_REQUIREMENTS:_ Duplicate the following data line for line, omitting the pictures from your reply.
··· MATERIAL
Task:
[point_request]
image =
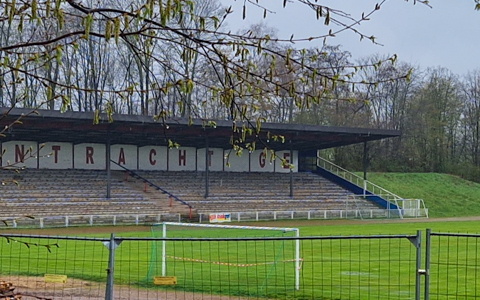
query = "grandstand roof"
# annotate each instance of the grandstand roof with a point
······
_EXERCISE OUTPUT:_
Task:
[point_request]
image =
query = "grandstand roof"
# annotate each instance of the grandstand roof with a point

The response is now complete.